● **Records from a dataset**:
************

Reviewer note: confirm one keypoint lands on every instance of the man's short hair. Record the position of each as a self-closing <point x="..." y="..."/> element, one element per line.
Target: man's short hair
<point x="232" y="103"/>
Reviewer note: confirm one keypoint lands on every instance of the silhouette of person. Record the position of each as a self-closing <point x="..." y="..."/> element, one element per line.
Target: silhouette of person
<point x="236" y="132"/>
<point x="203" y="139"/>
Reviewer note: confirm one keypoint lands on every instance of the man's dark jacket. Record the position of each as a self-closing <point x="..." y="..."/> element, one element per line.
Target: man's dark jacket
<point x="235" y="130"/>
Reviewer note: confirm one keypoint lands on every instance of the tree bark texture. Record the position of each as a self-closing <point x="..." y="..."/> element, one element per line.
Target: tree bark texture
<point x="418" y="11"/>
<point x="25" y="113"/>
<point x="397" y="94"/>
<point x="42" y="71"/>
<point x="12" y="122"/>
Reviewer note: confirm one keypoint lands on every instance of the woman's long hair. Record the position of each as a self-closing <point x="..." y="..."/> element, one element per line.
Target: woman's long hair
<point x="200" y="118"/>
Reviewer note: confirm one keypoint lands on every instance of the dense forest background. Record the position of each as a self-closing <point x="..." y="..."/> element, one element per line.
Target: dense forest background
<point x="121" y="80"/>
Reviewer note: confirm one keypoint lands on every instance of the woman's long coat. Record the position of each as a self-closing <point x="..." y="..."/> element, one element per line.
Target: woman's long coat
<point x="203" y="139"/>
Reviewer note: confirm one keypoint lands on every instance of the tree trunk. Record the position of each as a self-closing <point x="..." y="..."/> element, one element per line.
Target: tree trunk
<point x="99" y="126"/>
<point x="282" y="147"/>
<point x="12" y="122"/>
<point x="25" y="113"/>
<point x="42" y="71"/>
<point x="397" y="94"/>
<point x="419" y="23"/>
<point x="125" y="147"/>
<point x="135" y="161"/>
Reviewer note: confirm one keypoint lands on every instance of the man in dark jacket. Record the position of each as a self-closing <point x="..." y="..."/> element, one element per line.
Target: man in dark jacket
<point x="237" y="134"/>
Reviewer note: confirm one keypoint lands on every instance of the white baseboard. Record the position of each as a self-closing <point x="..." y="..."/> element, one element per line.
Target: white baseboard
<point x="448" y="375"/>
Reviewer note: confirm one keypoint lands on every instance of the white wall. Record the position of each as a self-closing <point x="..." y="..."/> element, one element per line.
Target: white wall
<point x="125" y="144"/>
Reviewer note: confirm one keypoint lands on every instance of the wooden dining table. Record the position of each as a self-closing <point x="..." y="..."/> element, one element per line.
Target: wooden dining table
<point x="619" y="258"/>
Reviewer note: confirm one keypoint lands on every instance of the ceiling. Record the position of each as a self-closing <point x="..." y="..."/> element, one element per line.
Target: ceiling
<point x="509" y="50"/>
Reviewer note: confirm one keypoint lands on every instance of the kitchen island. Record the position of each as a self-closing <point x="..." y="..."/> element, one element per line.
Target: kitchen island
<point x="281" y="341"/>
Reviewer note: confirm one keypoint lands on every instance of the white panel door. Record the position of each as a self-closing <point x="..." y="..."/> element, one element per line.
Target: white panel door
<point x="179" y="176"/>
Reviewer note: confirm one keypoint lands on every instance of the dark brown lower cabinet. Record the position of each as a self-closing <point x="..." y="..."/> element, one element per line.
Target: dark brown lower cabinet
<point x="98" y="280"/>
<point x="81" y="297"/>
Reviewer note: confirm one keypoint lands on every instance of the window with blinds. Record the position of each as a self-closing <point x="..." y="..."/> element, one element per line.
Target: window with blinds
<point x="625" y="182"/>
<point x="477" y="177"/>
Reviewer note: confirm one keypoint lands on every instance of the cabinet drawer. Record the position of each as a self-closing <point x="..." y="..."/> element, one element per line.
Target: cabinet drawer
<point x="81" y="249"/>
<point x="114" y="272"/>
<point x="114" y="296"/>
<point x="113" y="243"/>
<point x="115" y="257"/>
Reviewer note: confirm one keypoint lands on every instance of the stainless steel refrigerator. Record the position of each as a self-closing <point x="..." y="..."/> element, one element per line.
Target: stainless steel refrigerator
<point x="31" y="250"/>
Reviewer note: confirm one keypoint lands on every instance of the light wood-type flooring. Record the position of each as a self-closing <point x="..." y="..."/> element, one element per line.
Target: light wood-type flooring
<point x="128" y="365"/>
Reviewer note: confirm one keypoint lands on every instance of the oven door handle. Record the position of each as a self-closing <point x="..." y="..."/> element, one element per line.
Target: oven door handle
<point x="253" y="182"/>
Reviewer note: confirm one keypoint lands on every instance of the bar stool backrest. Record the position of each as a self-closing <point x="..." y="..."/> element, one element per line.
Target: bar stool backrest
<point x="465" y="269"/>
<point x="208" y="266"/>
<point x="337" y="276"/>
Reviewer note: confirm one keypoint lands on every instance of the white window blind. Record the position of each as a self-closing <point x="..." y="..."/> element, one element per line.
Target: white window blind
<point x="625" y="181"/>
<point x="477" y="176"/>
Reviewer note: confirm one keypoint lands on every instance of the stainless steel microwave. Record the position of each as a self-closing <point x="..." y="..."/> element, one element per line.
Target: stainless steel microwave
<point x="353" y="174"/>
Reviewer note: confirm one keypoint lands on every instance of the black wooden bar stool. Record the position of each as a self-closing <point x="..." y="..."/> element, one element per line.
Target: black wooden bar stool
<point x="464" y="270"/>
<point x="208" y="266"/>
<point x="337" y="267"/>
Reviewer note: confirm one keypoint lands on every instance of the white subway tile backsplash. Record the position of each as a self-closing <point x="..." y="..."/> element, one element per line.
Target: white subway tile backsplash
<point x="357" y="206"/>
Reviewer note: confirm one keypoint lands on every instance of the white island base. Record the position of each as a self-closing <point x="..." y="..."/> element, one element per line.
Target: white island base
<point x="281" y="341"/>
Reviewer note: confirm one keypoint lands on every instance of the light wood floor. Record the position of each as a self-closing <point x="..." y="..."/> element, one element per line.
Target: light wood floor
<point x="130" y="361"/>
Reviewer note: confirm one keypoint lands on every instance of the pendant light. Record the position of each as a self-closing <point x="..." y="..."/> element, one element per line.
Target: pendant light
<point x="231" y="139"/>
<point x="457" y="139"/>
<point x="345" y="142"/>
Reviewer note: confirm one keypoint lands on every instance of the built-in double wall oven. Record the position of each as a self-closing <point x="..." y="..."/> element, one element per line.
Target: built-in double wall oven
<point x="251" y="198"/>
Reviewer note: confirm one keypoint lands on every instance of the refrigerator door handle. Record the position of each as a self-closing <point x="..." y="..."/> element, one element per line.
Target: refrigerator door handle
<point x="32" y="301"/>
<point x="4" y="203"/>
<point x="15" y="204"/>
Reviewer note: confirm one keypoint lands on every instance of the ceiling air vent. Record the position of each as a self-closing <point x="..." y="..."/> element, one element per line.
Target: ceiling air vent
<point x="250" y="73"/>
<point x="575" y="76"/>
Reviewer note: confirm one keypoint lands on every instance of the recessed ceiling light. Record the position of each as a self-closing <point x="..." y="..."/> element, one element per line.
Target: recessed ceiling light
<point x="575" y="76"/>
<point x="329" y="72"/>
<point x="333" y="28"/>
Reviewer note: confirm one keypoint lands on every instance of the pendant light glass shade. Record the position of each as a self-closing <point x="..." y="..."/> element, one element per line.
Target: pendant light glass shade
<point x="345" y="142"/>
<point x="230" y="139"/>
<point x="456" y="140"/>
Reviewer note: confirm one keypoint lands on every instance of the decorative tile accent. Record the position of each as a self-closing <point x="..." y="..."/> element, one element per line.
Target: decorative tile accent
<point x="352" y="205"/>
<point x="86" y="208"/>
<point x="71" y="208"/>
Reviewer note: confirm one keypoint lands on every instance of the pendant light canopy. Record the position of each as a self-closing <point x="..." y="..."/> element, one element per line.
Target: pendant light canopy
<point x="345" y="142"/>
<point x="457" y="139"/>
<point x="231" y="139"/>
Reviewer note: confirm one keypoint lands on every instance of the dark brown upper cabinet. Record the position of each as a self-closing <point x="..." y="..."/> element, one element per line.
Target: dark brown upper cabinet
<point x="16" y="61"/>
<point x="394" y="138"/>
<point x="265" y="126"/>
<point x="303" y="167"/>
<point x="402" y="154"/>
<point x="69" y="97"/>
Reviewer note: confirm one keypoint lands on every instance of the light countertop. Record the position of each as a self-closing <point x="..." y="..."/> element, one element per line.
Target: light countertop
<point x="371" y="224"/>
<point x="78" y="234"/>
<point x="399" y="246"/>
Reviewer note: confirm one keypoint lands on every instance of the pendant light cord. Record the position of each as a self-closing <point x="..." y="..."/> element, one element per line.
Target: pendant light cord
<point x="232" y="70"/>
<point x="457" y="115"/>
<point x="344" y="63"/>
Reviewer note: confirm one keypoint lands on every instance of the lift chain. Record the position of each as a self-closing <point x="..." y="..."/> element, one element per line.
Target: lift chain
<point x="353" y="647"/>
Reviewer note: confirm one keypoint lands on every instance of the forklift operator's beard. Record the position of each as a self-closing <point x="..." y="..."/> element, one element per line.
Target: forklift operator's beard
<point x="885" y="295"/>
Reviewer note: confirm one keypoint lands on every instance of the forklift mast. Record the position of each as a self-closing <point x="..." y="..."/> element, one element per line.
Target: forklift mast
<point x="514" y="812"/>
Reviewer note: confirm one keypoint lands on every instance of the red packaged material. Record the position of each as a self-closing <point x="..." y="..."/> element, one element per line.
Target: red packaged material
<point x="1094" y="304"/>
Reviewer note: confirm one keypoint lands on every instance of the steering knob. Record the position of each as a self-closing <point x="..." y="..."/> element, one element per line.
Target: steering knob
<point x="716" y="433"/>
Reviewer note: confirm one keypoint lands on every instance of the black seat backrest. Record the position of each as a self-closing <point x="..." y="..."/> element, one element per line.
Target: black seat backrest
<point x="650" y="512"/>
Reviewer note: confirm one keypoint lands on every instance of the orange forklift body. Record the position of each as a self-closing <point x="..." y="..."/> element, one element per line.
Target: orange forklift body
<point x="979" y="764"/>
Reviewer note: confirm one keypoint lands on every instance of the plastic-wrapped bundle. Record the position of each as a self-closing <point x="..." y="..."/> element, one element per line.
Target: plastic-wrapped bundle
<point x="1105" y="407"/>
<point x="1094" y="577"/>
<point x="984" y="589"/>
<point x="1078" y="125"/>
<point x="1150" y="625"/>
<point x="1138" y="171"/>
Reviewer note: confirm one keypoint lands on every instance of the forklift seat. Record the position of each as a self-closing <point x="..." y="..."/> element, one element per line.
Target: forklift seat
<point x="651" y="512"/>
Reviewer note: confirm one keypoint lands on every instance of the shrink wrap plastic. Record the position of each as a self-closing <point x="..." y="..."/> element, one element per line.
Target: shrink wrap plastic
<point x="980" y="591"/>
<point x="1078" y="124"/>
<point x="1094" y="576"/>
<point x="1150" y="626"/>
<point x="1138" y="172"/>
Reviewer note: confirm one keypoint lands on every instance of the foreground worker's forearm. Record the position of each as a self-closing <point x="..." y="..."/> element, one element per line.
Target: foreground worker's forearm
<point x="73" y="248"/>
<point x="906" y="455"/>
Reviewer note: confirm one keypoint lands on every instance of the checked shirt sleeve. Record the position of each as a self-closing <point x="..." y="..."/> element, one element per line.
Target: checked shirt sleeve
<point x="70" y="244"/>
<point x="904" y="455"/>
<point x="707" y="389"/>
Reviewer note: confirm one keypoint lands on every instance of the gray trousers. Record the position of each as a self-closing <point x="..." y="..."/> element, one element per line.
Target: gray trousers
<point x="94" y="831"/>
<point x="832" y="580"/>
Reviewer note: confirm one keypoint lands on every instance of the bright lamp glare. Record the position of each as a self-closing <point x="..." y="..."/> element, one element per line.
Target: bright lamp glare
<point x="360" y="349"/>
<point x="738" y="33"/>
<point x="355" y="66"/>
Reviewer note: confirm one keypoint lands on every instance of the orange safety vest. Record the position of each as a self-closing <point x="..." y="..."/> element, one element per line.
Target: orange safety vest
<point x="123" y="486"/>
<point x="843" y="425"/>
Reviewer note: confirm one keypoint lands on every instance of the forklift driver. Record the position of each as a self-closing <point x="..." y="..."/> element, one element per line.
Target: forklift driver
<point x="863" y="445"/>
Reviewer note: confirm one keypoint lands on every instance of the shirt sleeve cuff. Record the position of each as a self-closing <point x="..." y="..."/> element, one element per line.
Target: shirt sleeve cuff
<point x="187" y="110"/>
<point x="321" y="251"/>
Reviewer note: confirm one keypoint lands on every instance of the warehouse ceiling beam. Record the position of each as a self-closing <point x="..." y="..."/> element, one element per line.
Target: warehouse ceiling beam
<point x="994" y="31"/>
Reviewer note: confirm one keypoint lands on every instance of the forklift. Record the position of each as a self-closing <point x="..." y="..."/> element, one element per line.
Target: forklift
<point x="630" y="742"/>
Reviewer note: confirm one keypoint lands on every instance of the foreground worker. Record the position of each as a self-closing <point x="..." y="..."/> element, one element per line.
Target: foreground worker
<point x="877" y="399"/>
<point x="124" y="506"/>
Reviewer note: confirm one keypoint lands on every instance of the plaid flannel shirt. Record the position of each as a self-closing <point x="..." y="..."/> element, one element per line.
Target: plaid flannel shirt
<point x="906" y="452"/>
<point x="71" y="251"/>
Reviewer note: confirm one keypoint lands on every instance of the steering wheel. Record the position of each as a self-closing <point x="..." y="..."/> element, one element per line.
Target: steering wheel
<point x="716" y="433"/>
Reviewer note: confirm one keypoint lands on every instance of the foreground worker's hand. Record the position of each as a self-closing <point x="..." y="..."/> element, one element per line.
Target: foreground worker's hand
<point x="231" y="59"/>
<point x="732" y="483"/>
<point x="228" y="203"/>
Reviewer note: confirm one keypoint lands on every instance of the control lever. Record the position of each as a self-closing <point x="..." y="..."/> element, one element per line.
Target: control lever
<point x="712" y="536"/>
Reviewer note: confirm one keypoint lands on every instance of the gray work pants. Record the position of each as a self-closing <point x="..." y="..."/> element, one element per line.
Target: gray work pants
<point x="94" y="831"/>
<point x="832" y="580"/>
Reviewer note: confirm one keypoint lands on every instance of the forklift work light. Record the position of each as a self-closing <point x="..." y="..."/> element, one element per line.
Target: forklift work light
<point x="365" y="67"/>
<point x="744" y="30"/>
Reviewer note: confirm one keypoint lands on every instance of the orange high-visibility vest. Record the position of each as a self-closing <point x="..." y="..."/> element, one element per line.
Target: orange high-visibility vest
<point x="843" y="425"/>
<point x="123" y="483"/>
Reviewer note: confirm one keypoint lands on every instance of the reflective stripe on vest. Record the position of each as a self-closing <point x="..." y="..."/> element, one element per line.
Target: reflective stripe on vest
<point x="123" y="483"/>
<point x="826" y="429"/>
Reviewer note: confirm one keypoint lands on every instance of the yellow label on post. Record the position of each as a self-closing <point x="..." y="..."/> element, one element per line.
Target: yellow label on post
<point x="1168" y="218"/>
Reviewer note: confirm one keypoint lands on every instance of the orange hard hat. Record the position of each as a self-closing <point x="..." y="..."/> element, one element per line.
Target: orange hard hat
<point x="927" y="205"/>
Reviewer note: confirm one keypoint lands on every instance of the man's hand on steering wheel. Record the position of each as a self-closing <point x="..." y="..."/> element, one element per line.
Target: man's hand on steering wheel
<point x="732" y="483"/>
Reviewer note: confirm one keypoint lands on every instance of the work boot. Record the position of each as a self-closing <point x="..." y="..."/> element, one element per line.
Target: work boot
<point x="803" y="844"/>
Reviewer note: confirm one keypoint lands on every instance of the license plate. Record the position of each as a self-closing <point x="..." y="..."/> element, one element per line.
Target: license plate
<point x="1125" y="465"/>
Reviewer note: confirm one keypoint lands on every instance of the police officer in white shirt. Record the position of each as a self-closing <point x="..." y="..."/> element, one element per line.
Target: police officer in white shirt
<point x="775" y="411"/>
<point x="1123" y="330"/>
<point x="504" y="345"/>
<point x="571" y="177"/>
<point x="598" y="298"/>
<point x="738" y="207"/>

************

● **Goal of the exercise**: Above are the records; copy exactly the lines from the line with "Target: orange forklift body" through the line with "of the shrink", both included.

● **Exercise solution**:
Target: orange forklift body
<point x="979" y="764"/>
Reviewer note: confirm one keypoint lands on every instance of the plastic-wrapped bundle. Record the position of each as a self-closing <point x="..." y="..."/> element, one element per line.
Target: plastic-wrapped bundle
<point x="1105" y="407"/>
<point x="1094" y="577"/>
<point x="984" y="589"/>
<point x="1078" y="125"/>
<point x="1150" y="625"/>
<point x="1138" y="171"/>
Reviewer note: confirm one keypoint lands on every instance of the forklift seat. Record the position of each as a self-closing <point x="..." y="..."/> element, one element per line.
Target: forklift seat
<point x="651" y="512"/>
Reviewer note: confirm one keypoint lands on every instance of the shrink wrap plastic. Record the position of each as a self-closing <point x="..." y="..."/> element, one element per line.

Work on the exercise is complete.